══ Material provided
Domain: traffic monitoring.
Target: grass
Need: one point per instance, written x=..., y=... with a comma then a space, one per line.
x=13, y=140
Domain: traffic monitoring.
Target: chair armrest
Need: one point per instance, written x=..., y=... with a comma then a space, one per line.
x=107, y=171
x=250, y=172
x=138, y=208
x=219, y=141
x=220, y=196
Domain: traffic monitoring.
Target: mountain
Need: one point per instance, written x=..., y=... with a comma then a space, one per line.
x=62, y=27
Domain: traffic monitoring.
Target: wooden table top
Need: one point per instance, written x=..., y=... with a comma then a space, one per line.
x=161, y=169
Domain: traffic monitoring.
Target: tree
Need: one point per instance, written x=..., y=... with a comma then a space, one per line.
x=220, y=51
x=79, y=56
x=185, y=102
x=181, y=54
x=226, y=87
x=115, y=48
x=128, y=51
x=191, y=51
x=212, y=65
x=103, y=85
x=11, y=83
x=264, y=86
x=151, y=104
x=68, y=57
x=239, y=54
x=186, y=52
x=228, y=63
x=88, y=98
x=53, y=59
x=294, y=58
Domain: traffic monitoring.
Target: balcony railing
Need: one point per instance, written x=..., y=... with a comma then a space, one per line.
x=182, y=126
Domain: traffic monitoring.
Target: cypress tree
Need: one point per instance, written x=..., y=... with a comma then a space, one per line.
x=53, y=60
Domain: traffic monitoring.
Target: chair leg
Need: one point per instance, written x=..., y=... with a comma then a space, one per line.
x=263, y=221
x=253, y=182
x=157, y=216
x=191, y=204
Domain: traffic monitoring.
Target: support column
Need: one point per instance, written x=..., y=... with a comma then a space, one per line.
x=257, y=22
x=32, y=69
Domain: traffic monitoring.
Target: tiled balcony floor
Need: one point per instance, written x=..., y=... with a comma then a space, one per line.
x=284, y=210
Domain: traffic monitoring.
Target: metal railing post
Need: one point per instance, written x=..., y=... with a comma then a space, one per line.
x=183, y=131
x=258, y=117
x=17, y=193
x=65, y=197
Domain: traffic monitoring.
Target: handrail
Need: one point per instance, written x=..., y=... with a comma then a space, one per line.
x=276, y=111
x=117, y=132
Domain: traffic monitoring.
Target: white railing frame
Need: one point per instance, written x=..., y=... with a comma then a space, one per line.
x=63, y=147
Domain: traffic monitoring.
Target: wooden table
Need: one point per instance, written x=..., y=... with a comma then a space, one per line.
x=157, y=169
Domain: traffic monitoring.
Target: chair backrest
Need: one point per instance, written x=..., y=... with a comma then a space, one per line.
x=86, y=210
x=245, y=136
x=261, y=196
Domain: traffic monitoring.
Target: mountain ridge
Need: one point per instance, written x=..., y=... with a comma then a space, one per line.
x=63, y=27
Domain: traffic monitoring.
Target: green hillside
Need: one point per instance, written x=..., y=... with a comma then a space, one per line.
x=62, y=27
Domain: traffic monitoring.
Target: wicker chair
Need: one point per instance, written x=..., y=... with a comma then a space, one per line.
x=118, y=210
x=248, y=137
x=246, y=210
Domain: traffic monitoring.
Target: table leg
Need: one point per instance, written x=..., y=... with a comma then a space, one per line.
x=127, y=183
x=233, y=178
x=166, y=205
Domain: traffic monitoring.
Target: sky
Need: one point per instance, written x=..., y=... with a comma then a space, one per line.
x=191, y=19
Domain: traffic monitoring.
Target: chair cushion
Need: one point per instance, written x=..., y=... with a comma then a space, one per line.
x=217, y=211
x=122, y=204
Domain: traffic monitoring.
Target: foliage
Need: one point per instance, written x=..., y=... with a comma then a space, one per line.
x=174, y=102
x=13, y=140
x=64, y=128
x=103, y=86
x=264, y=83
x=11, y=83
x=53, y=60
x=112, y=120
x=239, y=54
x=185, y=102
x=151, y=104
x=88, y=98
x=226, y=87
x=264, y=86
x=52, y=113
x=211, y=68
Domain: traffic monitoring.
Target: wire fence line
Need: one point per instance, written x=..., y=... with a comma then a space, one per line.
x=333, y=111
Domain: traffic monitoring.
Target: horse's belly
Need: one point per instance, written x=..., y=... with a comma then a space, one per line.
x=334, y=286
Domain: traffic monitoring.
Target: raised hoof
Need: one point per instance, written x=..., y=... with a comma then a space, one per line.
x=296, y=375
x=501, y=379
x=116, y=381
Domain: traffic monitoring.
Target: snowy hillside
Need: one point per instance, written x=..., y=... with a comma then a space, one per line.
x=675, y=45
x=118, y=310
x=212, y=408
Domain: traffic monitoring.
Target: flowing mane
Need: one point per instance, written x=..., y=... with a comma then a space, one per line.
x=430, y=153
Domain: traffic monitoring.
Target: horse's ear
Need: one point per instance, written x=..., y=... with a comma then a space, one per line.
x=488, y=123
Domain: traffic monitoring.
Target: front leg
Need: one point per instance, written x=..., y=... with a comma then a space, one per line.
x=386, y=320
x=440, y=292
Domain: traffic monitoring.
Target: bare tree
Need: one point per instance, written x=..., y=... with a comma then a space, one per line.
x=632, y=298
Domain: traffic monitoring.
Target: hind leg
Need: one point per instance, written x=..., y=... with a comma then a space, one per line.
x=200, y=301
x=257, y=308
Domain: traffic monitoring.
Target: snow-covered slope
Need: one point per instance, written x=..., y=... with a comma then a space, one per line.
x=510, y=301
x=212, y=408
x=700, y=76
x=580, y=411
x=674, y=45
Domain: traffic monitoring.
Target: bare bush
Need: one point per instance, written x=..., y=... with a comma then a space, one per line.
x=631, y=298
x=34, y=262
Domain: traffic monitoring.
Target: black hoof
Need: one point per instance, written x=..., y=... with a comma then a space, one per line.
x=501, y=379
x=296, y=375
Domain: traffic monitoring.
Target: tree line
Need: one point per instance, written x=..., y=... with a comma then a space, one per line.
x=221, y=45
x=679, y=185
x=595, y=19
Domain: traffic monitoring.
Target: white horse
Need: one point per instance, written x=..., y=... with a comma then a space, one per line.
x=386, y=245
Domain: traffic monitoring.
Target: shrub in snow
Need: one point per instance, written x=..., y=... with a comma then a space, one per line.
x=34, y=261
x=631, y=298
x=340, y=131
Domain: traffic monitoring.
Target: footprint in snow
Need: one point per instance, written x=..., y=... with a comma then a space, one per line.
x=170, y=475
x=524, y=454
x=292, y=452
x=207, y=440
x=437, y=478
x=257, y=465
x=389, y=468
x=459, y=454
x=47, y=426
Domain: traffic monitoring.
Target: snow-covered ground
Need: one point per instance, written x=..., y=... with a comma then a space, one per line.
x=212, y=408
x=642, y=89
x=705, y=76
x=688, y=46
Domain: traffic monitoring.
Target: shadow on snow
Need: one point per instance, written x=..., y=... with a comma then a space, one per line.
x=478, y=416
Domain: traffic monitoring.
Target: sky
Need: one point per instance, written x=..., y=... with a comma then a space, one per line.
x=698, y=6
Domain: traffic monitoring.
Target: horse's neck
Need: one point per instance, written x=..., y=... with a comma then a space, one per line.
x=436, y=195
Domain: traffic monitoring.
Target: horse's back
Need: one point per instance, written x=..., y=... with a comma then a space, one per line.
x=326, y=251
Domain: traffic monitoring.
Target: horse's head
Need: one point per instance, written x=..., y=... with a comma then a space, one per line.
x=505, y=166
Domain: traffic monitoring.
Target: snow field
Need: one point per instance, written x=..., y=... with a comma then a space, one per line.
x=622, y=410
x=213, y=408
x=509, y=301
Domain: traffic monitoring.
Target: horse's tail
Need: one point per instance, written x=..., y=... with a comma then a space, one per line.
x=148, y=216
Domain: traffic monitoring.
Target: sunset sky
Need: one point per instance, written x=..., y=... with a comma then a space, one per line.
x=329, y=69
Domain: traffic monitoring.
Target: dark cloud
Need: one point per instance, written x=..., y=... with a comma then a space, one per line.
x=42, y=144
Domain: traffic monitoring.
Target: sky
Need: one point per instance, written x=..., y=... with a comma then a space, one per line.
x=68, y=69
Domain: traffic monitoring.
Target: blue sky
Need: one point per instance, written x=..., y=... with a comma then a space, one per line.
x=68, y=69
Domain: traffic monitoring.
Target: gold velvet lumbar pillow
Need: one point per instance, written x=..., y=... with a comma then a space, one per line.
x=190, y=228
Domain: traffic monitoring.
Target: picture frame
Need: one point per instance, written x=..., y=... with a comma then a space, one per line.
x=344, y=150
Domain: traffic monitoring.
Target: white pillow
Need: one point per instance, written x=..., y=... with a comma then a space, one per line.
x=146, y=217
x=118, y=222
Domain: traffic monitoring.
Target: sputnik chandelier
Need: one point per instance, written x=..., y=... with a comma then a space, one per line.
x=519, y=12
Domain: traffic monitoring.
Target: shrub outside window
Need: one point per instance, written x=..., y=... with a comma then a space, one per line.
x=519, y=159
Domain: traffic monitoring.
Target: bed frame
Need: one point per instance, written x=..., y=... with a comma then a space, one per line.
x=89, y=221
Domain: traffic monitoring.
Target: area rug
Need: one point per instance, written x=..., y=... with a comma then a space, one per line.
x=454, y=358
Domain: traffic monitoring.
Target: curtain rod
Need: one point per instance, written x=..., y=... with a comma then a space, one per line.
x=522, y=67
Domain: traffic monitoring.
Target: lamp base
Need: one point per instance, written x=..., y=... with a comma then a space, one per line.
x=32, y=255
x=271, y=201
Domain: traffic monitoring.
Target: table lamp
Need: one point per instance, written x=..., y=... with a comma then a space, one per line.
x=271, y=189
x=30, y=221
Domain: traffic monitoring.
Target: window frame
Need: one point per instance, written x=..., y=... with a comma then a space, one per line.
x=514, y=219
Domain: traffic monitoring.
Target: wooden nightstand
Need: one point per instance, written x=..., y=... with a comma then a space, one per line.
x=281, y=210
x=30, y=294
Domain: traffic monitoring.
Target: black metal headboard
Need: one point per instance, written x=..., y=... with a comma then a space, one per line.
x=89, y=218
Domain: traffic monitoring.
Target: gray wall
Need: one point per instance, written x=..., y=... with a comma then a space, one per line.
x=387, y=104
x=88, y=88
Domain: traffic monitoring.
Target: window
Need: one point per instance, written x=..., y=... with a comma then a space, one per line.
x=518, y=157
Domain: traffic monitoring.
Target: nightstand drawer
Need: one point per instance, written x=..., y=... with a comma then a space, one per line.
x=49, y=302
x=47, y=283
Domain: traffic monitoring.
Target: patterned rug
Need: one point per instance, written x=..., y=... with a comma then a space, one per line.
════
Pull out every line of the records that contains the word "frame" and list those lines.

Target: white railing frame
Target: picture frame
Target: bed frame
Target: window frame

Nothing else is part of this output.